> **Written exercise**: Reproduce the lines below from the first one through the line containing "[[454, 239]]", substituting "central" for every occurrence of "innermost" and leaving everything else unchanged.

--- BEGIN Record set ---

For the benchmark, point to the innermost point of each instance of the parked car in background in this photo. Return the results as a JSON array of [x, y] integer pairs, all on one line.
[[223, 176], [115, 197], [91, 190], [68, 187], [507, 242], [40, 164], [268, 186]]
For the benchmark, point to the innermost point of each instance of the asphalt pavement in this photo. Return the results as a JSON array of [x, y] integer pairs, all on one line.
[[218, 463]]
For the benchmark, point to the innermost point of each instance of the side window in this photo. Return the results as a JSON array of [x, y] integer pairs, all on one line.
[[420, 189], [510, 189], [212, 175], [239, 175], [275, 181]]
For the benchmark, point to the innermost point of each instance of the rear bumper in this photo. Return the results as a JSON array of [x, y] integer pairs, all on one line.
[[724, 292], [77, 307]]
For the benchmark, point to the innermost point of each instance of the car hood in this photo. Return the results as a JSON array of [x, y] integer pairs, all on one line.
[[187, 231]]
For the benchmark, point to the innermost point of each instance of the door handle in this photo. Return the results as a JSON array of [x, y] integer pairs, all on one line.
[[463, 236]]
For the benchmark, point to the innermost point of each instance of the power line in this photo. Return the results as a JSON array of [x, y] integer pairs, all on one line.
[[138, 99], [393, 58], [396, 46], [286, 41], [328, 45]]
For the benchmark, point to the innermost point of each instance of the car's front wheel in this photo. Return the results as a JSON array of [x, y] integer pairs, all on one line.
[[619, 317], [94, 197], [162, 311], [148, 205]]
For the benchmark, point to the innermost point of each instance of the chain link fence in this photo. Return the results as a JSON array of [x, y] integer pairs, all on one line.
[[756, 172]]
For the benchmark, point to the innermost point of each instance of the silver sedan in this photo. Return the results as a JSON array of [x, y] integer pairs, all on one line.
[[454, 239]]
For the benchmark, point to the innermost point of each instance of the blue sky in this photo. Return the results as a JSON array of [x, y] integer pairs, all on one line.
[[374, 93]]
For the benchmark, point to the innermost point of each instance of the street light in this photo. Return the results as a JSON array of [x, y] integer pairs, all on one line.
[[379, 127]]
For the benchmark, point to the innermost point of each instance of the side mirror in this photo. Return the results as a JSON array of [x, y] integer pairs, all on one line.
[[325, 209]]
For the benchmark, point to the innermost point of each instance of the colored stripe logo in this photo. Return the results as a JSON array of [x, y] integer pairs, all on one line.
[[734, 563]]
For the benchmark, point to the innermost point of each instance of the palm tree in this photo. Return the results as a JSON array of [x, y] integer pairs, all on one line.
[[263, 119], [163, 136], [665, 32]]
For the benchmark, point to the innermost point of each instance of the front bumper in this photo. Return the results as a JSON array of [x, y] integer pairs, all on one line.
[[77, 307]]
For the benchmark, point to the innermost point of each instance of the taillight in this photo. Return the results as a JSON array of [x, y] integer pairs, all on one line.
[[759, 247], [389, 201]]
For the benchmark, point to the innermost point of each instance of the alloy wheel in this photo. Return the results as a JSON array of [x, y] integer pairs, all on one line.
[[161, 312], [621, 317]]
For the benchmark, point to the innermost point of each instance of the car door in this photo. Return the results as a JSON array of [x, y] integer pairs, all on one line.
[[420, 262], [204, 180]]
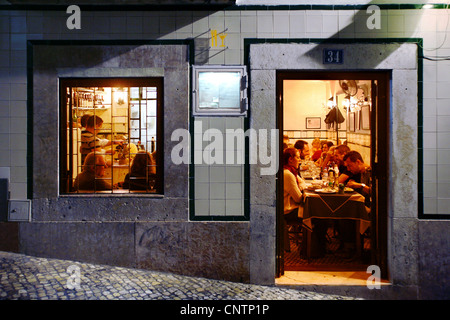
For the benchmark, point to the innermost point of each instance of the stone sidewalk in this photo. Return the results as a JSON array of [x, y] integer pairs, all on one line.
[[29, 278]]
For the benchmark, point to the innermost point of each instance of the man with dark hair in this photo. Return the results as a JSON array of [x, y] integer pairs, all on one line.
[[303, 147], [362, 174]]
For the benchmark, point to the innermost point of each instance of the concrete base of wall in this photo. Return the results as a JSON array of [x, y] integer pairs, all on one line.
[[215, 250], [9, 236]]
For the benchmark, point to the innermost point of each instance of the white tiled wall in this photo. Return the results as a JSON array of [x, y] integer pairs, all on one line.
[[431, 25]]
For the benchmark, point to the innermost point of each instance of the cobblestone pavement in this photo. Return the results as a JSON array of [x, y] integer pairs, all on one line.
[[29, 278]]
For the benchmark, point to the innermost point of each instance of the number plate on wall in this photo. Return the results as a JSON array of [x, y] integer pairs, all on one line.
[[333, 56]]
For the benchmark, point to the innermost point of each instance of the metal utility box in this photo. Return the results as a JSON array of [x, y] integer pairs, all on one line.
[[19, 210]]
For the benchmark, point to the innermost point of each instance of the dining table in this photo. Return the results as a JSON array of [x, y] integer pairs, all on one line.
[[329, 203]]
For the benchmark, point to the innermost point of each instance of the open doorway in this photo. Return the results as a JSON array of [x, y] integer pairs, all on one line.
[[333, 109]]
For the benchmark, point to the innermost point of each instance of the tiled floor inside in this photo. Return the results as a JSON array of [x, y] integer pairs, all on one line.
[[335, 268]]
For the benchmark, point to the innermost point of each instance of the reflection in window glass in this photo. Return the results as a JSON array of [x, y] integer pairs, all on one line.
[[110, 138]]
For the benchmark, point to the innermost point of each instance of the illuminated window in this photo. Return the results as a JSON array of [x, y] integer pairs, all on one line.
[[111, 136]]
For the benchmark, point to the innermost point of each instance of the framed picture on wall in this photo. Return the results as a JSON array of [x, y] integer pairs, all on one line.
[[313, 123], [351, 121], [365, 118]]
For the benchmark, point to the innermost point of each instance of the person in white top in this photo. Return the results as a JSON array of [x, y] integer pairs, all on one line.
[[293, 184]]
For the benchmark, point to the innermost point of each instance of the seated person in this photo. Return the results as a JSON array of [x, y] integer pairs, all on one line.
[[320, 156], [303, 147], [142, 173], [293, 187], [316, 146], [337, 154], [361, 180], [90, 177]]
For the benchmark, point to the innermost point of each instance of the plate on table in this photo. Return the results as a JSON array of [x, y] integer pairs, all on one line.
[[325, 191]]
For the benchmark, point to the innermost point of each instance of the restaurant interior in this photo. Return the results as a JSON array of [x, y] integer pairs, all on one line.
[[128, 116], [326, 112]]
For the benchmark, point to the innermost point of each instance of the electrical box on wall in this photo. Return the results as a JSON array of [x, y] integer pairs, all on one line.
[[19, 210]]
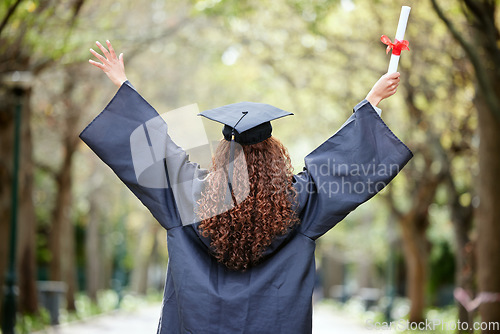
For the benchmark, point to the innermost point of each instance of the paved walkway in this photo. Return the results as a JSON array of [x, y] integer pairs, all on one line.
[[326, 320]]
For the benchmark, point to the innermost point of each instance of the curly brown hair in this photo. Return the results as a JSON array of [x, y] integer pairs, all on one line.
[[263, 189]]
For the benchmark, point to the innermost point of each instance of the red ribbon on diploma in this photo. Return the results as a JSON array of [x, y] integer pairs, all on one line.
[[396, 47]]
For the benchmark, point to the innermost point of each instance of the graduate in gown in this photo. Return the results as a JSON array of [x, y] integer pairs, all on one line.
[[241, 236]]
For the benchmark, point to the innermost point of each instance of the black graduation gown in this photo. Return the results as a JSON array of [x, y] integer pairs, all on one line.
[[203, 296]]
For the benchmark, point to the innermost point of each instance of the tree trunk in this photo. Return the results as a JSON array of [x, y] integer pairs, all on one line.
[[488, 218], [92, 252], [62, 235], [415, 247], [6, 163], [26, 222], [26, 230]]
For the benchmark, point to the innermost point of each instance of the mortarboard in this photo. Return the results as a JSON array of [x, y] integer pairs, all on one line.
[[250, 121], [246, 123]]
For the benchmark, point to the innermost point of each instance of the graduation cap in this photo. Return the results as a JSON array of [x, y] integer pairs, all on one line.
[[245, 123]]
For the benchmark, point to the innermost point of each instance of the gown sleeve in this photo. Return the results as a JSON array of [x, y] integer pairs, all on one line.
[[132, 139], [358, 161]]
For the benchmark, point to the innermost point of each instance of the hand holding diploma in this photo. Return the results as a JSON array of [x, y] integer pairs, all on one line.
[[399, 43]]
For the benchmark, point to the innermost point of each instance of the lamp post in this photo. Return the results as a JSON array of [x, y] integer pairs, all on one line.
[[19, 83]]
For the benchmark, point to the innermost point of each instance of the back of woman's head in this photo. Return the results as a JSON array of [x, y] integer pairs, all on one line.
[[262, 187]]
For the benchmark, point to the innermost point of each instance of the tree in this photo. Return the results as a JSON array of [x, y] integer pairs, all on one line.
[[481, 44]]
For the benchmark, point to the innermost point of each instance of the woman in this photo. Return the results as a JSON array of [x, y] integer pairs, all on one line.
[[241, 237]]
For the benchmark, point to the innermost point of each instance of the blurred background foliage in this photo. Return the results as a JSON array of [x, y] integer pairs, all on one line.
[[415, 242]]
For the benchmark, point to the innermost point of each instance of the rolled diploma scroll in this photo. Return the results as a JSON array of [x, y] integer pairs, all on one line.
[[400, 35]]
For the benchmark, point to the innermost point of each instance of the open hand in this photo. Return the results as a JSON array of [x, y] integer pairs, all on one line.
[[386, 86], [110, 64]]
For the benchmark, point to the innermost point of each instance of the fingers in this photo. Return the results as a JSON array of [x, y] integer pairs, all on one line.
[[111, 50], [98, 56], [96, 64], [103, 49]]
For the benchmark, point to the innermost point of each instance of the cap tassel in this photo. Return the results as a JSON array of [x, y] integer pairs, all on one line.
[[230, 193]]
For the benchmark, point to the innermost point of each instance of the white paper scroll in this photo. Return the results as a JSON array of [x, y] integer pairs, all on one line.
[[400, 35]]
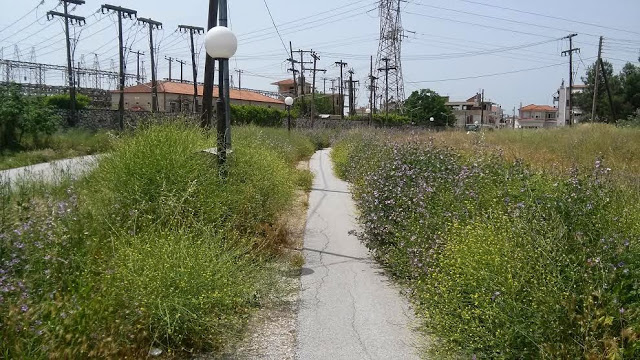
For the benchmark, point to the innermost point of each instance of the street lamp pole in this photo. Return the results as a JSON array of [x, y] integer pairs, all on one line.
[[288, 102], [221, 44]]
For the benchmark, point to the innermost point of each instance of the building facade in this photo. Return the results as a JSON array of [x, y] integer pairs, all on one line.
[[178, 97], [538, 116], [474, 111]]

--- END Record set ---

> **Exercise output**:
For the benchmark, point to the central point of each instance of the parked car in background in this photo. Return the results as a JSON array of [x, y] integer pairs, all on one line.
[[223, 176], [115, 197], [91, 190], [68, 187], [507, 242], [40, 164], [268, 186]]
For the benchmark, point to the central point of each instance of the asphalt pavement in this photo. Return the results as a JSON array of [x, y] integer pairs, all on one line.
[[218, 463]]
For the benchmark, point to the central point of each instance of the side window in this photo. Return the results as a JSON array of [x, y] integer pairs, all on one line.
[[420, 189], [510, 189], [212, 175], [239, 175], [275, 181]]
For the benchmark, point to the central point of each instance of the rear bumper in this photo. Return the results as a JSON array of [x, y] integer pairs, all on one line.
[[724, 292], [77, 307]]
For the benchmark, point to the central point of each instance of the car hood in this photo. Return the results as a JSON array of [x, y] integer pairs, all on one line.
[[187, 231]]
For the benchmark, point to the central point of each instance of the door handle in this photo. Return the results as a JSON array of [x, y] integer pairs, all on one line.
[[463, 236]]
For the benchmark, point to the central point of each instance of the power line in this photo. Return the results as a JSON array of [x, y] integer pairs, all on one line.
[[138, 99], [393, 58], [396, 46], [286, 41], [328, 45]]
For the benchmark, point to the central point of each instance of the car's front wheel in this photo. Return the results as a JSON array of [x, y] integer pairs, all on one line.
[[619, 317], [94, 197], [162, 311], [148, 205]]
For the benchmark, point to the central point of each instance of the chain link fence in this photo. Return the results as a JSON array of [x, y] integer pairs, all on one line.
[[756, 172]]
For the benchmark, point to the central point of each instance of the silver sedan in this photo. Return the results as a JSON array of [x, y] integer pairs, all on one line.
[[454, 239]]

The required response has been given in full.